### Try it
Read through the listing and copy every line that contains the word "squatting".

[[ Available data open ]]

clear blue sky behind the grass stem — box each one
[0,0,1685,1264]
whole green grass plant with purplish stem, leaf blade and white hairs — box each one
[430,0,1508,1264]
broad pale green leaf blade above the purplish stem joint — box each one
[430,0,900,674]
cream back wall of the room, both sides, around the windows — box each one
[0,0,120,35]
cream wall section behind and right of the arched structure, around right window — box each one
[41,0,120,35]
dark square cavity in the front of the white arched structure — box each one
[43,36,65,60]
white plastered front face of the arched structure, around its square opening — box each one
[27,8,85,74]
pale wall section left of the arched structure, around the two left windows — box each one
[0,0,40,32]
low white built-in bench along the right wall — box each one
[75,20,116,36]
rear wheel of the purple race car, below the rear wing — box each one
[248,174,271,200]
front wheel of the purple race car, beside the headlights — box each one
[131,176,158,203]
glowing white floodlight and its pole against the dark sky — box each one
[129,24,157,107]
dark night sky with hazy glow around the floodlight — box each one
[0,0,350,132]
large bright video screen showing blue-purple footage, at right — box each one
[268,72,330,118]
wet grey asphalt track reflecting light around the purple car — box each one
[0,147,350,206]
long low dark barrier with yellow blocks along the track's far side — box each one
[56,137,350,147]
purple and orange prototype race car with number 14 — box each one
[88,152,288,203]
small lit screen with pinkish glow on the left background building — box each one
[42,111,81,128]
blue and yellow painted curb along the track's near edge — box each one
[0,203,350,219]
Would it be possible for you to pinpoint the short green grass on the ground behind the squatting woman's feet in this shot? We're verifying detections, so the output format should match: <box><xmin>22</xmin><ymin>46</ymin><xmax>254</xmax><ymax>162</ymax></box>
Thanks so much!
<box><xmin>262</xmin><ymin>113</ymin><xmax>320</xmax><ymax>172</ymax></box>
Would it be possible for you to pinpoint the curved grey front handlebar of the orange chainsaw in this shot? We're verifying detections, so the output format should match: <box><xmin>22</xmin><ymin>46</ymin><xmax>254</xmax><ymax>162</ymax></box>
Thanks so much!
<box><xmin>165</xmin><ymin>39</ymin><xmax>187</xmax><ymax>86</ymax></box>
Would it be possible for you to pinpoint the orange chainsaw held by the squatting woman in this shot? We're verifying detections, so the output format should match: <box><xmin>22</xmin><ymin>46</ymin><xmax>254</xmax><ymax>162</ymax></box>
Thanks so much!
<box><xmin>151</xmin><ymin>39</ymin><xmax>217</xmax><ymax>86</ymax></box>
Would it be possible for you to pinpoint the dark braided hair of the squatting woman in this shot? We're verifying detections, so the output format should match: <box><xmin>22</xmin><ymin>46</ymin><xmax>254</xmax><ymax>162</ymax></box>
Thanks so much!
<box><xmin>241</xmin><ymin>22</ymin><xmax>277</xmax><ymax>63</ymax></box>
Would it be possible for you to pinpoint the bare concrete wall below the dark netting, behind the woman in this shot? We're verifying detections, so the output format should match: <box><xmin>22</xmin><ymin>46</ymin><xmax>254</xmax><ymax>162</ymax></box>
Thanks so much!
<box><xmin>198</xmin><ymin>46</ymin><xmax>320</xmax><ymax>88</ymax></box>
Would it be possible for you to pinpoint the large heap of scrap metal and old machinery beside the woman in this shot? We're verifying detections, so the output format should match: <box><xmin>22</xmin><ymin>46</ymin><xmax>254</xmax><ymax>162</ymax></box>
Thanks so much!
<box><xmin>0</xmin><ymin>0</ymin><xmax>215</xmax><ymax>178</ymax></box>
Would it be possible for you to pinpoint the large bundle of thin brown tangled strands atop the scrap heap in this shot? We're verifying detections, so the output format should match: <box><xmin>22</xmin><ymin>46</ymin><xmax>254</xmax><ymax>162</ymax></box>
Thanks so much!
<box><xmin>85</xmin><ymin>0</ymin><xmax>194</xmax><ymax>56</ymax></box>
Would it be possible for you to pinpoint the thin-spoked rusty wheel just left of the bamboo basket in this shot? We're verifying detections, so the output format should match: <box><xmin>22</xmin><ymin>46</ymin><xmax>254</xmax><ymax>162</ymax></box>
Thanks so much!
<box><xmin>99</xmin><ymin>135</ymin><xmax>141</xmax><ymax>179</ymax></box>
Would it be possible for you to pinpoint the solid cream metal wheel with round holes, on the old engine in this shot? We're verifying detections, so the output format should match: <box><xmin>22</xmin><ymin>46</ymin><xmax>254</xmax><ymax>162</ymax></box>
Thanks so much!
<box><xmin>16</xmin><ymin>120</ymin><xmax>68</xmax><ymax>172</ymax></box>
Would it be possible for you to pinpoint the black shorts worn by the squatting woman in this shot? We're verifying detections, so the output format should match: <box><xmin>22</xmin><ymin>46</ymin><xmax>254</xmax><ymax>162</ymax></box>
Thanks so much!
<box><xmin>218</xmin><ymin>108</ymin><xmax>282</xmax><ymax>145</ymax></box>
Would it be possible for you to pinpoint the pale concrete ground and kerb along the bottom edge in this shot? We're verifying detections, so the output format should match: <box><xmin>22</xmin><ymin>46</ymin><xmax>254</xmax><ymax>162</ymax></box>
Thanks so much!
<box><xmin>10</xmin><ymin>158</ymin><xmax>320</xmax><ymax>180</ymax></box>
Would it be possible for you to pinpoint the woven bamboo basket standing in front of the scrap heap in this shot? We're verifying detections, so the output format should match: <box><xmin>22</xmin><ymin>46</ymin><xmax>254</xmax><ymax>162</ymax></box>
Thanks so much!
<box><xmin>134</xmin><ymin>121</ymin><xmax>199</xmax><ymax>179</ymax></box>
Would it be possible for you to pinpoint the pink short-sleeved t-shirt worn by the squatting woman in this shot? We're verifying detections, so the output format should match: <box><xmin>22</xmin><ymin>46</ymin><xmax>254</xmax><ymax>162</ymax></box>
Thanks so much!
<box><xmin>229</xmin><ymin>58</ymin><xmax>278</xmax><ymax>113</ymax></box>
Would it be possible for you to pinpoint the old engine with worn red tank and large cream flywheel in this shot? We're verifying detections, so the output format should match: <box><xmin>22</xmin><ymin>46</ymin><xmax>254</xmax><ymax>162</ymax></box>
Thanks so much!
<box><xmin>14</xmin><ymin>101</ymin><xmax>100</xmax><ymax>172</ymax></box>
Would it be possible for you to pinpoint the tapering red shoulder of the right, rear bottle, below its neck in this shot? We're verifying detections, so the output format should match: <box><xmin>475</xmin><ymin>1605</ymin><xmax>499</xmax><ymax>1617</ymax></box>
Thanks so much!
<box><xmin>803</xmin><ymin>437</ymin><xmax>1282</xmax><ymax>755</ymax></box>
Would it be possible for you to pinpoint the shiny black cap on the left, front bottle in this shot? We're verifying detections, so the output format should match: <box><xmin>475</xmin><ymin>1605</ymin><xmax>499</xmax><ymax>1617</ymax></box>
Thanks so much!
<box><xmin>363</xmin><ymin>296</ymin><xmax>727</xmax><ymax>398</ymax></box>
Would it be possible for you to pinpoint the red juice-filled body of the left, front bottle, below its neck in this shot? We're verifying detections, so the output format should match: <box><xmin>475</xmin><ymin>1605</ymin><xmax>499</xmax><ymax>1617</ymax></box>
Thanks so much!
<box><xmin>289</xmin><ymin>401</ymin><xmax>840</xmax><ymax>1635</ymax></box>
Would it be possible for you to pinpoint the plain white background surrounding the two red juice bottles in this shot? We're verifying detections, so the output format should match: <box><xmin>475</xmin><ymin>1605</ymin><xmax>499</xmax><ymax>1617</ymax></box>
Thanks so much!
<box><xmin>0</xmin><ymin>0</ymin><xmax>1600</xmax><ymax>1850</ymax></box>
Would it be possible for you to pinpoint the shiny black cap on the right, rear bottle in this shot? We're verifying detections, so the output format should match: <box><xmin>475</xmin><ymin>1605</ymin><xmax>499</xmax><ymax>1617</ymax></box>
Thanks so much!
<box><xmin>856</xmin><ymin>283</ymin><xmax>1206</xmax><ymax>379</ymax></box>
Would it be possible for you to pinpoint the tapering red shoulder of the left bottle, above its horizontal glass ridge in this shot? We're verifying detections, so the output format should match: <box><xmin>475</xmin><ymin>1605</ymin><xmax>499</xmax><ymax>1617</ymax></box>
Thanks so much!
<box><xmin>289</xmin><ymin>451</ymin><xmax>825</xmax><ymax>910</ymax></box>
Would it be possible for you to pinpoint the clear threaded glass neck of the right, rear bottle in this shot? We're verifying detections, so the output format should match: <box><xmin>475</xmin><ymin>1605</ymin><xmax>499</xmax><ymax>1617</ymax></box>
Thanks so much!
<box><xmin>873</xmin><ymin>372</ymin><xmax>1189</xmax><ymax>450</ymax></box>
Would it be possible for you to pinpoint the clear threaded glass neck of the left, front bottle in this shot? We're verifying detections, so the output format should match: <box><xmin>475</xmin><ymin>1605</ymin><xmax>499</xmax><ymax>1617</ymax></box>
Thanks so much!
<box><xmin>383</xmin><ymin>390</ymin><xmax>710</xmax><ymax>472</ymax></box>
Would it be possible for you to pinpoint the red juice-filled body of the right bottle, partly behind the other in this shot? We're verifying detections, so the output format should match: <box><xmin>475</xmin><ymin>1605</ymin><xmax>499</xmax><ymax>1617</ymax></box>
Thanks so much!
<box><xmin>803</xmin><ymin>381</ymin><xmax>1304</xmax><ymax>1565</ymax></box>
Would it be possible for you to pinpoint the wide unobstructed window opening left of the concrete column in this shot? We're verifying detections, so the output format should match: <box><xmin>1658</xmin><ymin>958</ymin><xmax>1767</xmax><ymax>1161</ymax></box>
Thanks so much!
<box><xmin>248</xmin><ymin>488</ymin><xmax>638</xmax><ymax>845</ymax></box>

[[ Available data closed ]]

### Result
Would it be possible for you to pinpoint the short green grass on the ground behind the squatting woman's feet in this shot? We're verifying detections, so the output format should match: <box><xmin>22</xmin><ymin>46</ymin><xmax>254</xmax><ymax>162</ymax></box>
Would it be possible for you to pinpoint the orange chainsaw held by the squatting woman in this shot? We're verifying detections, so the output format should match: <box><xmin>22</xmin><ymin>46</ymin><xmax>254</xmax><ymax>162</ymax></box>
Would it be possible for you to pinpoint the dark braided hair of the squatting woman in this shot? We're verifying detections, so the output format should match: <box><xmin>22</xmin><ymin>46</ymin><xmax>254</xmax><ymax>162</ymax></box>
Would it be possible for you to pinpoint the black shorts worn by the squatting woman in this shot? We're verifying detections, so the output format should match: <box><xmin>22</xmin><ymin>46</ymin><xmax>254</xmax><ymax>162</ymax></box>
Would it be possible for you to pinpoint the pink short-sleeved t-shirt worn by the squatting woman in this shot? We're verifying detections, so the output format should match: <box><xmin>22</xmin><ymin>46</ymin><xmax>254</xmax><ymax>162</ymax></box>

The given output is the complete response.